§ **EXERCISE REQUIREMENTS**
Swap "keypoint" for "marker" everywhere it appears in the listing below, keeping everything else unchanged. Leave the pictures out of your answer.

§ **Entries from a dataset**
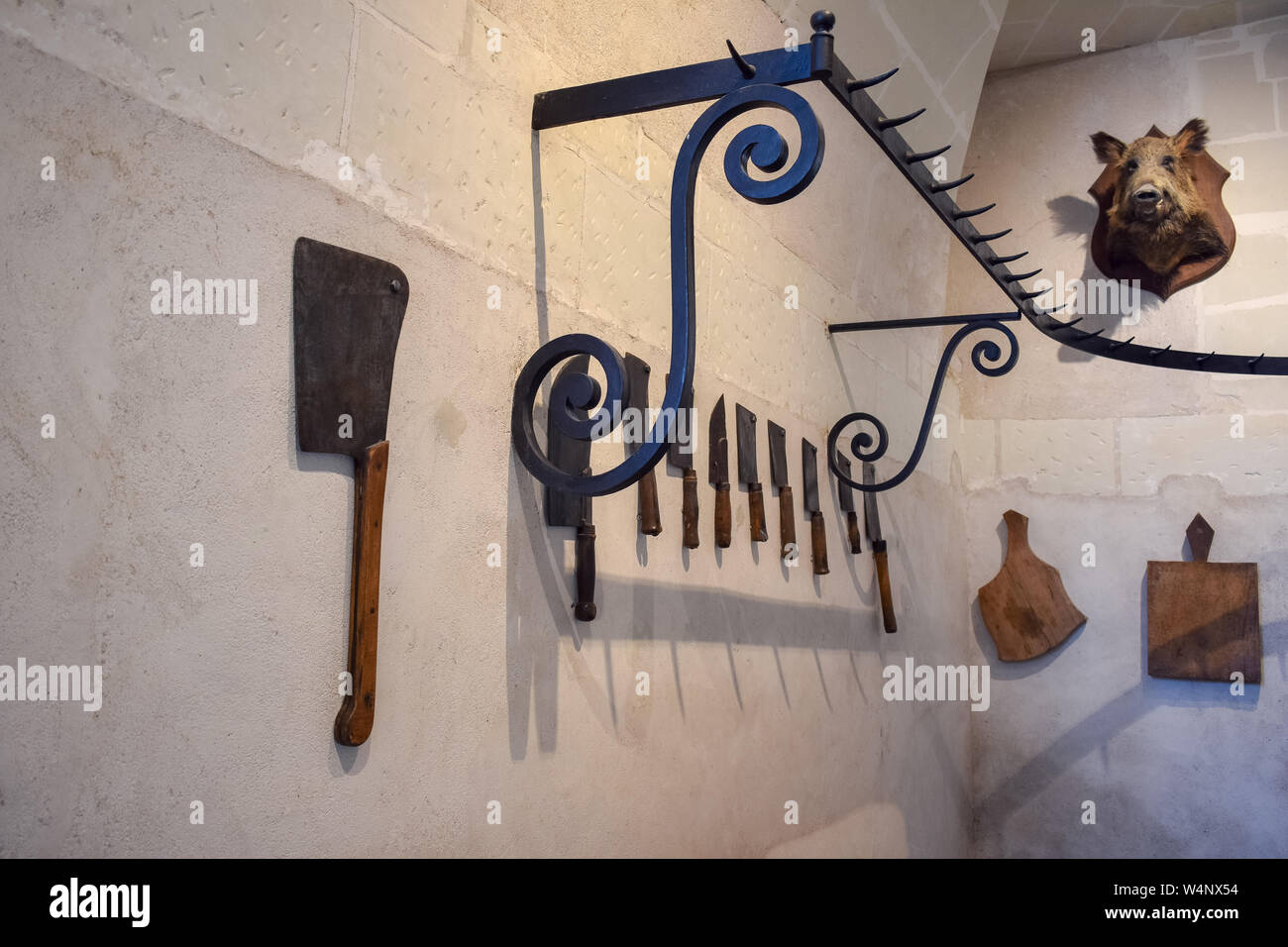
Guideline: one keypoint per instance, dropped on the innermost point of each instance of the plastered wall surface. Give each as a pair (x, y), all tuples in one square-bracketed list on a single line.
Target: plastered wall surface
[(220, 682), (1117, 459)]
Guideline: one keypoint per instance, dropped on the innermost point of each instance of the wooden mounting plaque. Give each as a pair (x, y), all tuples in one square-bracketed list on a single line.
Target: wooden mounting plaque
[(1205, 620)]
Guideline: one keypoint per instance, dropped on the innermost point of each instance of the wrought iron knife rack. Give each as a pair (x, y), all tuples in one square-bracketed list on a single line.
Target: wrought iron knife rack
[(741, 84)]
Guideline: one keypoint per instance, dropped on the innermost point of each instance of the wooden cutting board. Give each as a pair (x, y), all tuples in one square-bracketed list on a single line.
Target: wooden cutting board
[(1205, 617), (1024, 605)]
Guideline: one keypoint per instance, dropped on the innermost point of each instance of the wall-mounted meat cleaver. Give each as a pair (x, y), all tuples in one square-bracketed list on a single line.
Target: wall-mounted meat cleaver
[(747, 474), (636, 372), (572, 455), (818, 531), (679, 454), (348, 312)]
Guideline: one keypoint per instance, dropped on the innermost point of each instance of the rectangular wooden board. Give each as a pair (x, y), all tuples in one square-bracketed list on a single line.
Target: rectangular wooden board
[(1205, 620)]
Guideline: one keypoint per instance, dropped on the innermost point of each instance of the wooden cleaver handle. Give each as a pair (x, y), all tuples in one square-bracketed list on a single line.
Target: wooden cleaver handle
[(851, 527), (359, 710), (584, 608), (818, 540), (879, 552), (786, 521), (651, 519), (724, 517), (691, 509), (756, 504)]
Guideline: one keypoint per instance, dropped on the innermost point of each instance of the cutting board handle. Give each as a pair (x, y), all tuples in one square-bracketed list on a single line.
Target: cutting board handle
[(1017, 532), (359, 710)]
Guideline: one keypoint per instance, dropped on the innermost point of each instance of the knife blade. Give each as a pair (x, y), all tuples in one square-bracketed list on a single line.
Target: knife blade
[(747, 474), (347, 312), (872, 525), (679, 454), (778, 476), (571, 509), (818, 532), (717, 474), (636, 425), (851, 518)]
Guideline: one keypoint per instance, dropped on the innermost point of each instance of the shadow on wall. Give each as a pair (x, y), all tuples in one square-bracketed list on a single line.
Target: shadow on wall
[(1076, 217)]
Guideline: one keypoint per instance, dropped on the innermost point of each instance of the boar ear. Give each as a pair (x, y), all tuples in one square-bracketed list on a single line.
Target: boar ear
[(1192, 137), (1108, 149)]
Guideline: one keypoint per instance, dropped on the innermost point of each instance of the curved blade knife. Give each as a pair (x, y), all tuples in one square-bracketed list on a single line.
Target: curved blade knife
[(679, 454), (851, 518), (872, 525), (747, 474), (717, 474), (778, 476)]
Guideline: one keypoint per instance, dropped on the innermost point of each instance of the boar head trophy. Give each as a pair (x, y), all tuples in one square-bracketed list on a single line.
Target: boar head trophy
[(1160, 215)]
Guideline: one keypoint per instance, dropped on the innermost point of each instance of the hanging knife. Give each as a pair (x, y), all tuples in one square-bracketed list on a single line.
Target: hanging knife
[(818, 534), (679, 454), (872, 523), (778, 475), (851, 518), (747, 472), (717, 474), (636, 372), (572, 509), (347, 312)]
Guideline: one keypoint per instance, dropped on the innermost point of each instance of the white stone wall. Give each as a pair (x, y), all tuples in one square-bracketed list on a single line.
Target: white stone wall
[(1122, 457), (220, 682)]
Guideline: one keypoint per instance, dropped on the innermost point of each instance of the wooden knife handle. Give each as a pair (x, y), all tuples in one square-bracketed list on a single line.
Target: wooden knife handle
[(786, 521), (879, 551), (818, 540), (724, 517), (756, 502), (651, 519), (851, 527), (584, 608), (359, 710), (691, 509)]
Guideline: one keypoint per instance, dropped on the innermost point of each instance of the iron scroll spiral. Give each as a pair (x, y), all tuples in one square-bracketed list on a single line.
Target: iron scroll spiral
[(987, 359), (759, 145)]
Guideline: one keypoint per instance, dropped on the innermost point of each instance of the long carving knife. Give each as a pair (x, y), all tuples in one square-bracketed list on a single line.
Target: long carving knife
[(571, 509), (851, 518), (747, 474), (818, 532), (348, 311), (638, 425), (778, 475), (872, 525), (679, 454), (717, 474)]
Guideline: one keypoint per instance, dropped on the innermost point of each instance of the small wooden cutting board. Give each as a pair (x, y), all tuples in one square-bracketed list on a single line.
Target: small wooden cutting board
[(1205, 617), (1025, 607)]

§ **ANSWER TO THIS EXERCISE**
Guideline: one marker per instance, dropped on the innermost point of each instance of the plastered wall surface. Give each as a pair (x, y), all tuples in one square-bracketed list on a single line.
Target: plastered wall surface
[(220, 682), (1117, 459)]
Guideline: one marker per instance, dropped on the innermost point of each instance of the wooden mounting plaque. Give each as a pair (x, y), all tuples in one square-bracketed list on a single line.
Target: wooden mounting plaque
[(1205, 620)]
Guideline: one marker per instance, dropped on the innermost point of each instance of the wrought iron knife rack. Give each as a pair (x, y), all tuples in one square-bracketed list on a single line.
Target: wrought iron knife rack
[(741, 84)]
Guideline: one marker per instance, dropped on the innermost point of each instance of the wooden cutting board. Give each as a pair (x, y), all tuples in one square-bracketed list on a single line.
Target: wooden cutting board
[(1205, 617), (1024, 605)]
Guideline: one marker per instance, dropped on the innermost point of each instance of the wall-mounted meat cleaver. Give each as a pair (x, y), all tuples in one square-bracketed list on a single line.
Target: wall-mounted meat cleaver
[(747, 474), (636, 372), (572, 455), (818, 531), (679, 454), (348, 312)]
Guideline: one marker per instance, dropped on the innermost point of each instance of the rectangular wooden board. Give each as a pair (x, y), all tuples in one square-bracketed list on a single line.
Target: rectangular wooden board
[(1205, 620)]
Guideline: one marker per instance, dropped on the innermost point of each instance of the wooden cleaver handle. Give each as a pair (x, y), all tuples in one square-bracketed list on a single line.
Target: wooden cleaver handle
[(851, 527), (359, 710), (584, 608), (818, 540), (879, 552), (786, 521), (651, 519), (724, 517), (691, 509), (756, 504)]
Guideline: one marker per instance, dropped on the innermost point of each instance of the cutting board handle. Give each as a pair (x, y), all tuples in one square-bracketed list on a single line.
Target: cutting board handle
[(1017, 532), (359, 710)]
Guideline: one marker per instance, dropped on the innermost point of each instance of the knife blade. Give each as a pair (x, y), all tuples in one square-bracketed list on a single line.
Target: knife blade
[(747, 474), (347, 312), (872, 525), (679, 454), (778, 476), (571, 509), (818, 532), (717, 474), (636, 425), (851, 518)]
Guideline: one marker per instance, dropped on the innermost point of each instance of the shadow on wall. Give each as a pair (x, y), all tuples in one square-bracketed list on a single line.
Target: shadow on wall
[(1076, 217)]
Guideline: one marker per instance, dropped on the innermost point of each instance of the boar ear. Give each as a pair (x, y), all tuples in one square-bracketed list on a single line.
Target: boar ear
[(1192, 137), (1108, 149)]
Guideline: one marker per instance, dropped on the innermost point of each instance of the curved blade knife. Give each as a pair (x, y), all tuples in one square-bracketed list on a single line.
Target: curved blade knife
[(679, 454), (851, 518), (872, 525), (747, 474), (717, 474), (778, 476)]
Guideline: one marker per instance, dropped on the innermost point of each instance of the boar head trophy. Give each as a pair (x, y), all tuples in one square-bracketed list on a single line.
Target: boar head trophy
[(1160, 215)]
Guideline: one marker per instance, dropped on the innermost point of each instance of the hanging knife. Give each as a pair (x, y), all tuples in one square-bracketed list on a single line.
Target: hanging knife
[(818, 534), (679, 454), (872, 523), (778, 475), (851, 518), (747, 472), (717, 474), (636, 372), (572, 509), (347, 312)]
Guideline: one marker per instance, dropped on the innermost point of each instance of the white stone wall. Give each as a pair (x, y), all tuples in one square-bracketed list on a single line.
Target: white stone wall
[(1122, 457), (220, 682)]
Guideline: one marker per instance, dropped on the innermost point of each instance of the wooden knife handle. Give each as a pair (x, y), all tuples in one square-bracketed list on a single line.
Target: wooden knife handle
[(786, 521), (879, 551), (818, 540), (724, 517), (756, 502), (651, 519), (851, 527), (584, 608), (359, 710), (691, 509)]
Guideline: one marker per instance, dropped on the innermost point of each instance of the iron scroll spiral. Give each as a pair (x, y), all tuples in one square-bracketed list on a single line.
Target: iron scroll spiral
[(987, 359), (759, 145)]
Guideline: one marker per instance, dropped on the innermost point of each instance of the long carving knife. Give each as a pair (x, y), all tuples in one square-bracketed list on a single line.
Target: long carving knife
[(571, 509), (851, 518), (747, 474), (818, 532), (348, 311), (638, 425), (778, 475), (872, 525), (679, 454), (717, 474)]
Guideline: one marker per instance, dropped on the innermost point of each instance of the small wooden cutting board. Give each as a pair (x, y), all tuples in one square-bracketed list on a single line.
Target: small wooden cutting board
[(1205, 617), (1025, 607)]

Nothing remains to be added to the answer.